* **QUOTED TEXT**:
──────

Hey cool set up man +rep hey why dont you use light movers Im not there yet on my first grow but Im going to do sog lolli pop style like you and I think the light mover will be great, save energy and gives light all around the plants what you think about that?


----------



## tat2ue (Apr 5, 2010)

don2009 said:


> Hey cool set up man +rep hey why dont you use light movers Im not there yet on my first grow but Im going to do sog lolli pop style like you and I think the light mover will be great, save energy and gives light all around the plants what you think about that?


I seen a HID light set up on a light mover at one of the local hydro shops and it didn't impress me at all. IMO when the light is moved from point A to point B, point A is robbed of the necessary lumens I feel it needs to grow tight hard nugs.

I don't feel that a light mover with a 600w HPS attached will cover my 3'x8' table as efficiently as my three stationary 600w HPS over the same table. I know that with my three lights blasting down lumens constantly will produce better yields than one light trying to do the same job as three.

In my opinion the light mover is just a gimmick that is being sold on the premise of giving the same light coverage with half the lights needed. And of course they try to tell you how much money you will save on electricity running half the lights and still obtain the same results....Sorry but I just don't buy into that.


----------



## don2009 (Apr 5, 2010)

tat2ue said:


> I seen a HID light set up on a light mover at one of the local hydro shops and it didn't impress me at all. IMO when the light is moved from point A to point B, point A is robbed of the necessary lumens I feel it needs to grow tight hard nugs.
> 
> I don't feel that a light mover with a 600w HPS attached will cover my 3'x8' table as efficiently as my three stationary 600w HPS over the same table. I know that with my three lights blasting down lumens constantly will produce better yields than one light trying to do the same job as three.
> 
> In my opinion the light mover is just a gimmick that is being sold on the premise of giving the same light coverage with half the lights needed. And of course they try to tell you how much money you will save on electricity running half the lights and still obtain the same results....Sorry but I just don't buy into that.


You dream shatter! j/k Well that is something I can think of and ask questions about thanks bro + rep


----------



## carlos599 (Jun 16, 2011)

First time doing hydro and want to know the best way(yields most dried weight) can any one help


----------



## greenyield (Jun 16, 2011)

use hydroton to fill the table up and cover it with reflective material which also has some insulating value so that light and heat cant penetrate.

two planting options for a good weight that i have found is to use 64 plants in a 4' x 4' table with 12 days veg time and lollypopped for 8" to 12" long colas,
the other would be to use 25 plants in each 4' x 4' space and veg them for 20 days and top each plant when you have enough branches to leave 6 to 8 branches on each plant before you flip to 12/12.


----------



## 303 (Jun 16, 2011)

greenyield said:


> use hydroton to fill the table up and cover it with reflective material which also has some insulating value so that light and heat cant penetrate.
> 
> two planting options for a good weight that i have found is to use 64 plants in a 4' x 4' table with 12 days veg time and lollypopped for 8" to 12" long colas,
> the other would be to use 25 plants in each 4' x 4' space and veg them for 20 days and top each plant when you have enough branches to leave 6 to 8 branches on each plant before you flip to 12/12.


I dig it. I like option one. Better have one healthy mom though and successful cloning rates.. I'd also add a trellis.


----------

──────

* **THINGS TO DO**:
a) Return the part of the forum thread that opens with the words containing "## greenyield (Jun" and closes with "303 (Jun 16, 2011)", copied verbatim.
b) List every username that appears in a dated post header in the forum thread.

──────

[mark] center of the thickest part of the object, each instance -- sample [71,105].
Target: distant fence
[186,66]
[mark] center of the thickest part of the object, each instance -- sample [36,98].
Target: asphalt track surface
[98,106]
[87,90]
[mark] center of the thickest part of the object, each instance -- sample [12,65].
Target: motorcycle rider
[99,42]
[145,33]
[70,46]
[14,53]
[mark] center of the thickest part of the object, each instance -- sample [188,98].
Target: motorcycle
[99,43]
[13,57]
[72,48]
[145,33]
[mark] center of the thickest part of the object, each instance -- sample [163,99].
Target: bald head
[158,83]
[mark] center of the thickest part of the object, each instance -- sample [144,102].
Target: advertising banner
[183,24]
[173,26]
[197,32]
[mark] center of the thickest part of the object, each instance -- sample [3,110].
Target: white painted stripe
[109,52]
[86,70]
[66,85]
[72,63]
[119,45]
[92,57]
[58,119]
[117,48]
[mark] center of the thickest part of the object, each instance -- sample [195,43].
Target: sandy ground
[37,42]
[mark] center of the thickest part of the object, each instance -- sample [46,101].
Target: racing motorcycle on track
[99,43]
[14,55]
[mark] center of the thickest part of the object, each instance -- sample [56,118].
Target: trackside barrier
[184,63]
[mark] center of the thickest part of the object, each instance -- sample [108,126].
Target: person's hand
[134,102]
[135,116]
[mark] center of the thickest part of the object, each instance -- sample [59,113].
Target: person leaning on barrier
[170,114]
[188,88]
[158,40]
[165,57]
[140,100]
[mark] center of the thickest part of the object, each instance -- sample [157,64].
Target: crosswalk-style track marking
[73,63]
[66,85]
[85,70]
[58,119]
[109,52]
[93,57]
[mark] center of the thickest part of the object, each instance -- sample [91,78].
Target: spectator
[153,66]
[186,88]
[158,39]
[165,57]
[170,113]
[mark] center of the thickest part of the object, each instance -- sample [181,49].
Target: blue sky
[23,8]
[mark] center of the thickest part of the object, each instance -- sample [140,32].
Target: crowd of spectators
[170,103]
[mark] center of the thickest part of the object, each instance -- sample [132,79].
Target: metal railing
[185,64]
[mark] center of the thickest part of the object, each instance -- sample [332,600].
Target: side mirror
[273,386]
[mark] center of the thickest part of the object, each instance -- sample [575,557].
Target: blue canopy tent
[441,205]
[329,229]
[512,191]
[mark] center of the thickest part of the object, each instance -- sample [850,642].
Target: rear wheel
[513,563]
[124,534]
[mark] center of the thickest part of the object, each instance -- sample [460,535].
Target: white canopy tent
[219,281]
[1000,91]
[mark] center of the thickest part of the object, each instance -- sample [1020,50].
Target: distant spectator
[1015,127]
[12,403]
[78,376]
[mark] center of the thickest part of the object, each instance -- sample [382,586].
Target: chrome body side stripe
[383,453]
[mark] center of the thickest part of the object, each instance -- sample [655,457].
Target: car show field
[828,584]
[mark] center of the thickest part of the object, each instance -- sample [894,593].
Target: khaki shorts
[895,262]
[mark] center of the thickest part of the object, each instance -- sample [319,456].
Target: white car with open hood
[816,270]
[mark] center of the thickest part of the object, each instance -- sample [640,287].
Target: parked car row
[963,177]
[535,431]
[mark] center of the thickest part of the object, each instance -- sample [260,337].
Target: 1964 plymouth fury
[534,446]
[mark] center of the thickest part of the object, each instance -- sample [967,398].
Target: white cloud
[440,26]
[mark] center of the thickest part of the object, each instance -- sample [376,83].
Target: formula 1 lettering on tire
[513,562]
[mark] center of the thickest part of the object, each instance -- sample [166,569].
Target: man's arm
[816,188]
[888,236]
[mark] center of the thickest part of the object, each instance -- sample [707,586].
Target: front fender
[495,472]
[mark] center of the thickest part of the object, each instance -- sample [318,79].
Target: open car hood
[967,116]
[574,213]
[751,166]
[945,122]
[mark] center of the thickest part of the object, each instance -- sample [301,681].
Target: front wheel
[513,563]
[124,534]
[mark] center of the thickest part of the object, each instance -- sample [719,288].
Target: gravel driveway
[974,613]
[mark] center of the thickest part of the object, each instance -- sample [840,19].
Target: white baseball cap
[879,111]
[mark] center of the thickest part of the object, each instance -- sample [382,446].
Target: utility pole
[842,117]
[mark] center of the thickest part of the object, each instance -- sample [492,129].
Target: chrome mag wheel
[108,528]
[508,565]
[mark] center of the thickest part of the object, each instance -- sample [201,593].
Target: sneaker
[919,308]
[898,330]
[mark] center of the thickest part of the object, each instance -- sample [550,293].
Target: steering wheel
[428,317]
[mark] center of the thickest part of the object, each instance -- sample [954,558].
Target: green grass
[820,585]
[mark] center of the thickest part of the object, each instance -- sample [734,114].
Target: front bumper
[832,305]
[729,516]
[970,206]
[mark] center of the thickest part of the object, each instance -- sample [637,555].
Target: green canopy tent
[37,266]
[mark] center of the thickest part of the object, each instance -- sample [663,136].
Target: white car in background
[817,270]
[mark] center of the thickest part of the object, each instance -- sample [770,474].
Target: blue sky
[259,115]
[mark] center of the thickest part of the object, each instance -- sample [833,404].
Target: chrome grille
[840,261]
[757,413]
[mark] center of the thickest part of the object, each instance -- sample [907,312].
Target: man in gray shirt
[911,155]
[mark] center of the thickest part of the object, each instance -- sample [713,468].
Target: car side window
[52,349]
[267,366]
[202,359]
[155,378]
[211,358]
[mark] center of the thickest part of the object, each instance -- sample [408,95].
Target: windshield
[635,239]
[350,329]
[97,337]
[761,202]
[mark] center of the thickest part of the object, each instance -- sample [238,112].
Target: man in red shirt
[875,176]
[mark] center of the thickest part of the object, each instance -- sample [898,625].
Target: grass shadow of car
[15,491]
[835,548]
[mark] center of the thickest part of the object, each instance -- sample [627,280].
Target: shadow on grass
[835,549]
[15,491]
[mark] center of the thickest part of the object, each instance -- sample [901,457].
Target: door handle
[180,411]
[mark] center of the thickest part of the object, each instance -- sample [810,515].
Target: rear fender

──────

* **SOLUTIONS TO THE TASKS**:
a)
## greenyield (Jun 16, 2011)

use hydroton to fill the table up and cover it with reflective material which also has some insulating value so that light and heat cant penetrate.

two planting options for a good weight that i have found is to use 64 plants in a 4' x 4' table with 12 days veg time and lollypopped for 8" to 12" long colas,
the other would be to use 25 plants in each 4' x 4' space and veg them for 20 days and top each plant when you have enough branches to leave 6 to 8 branches on each plant before you flip to 12/12.


----------



## 303 (Jun 16, 2011)

b)
tat2ue
don2009
carlos599
greenyield
303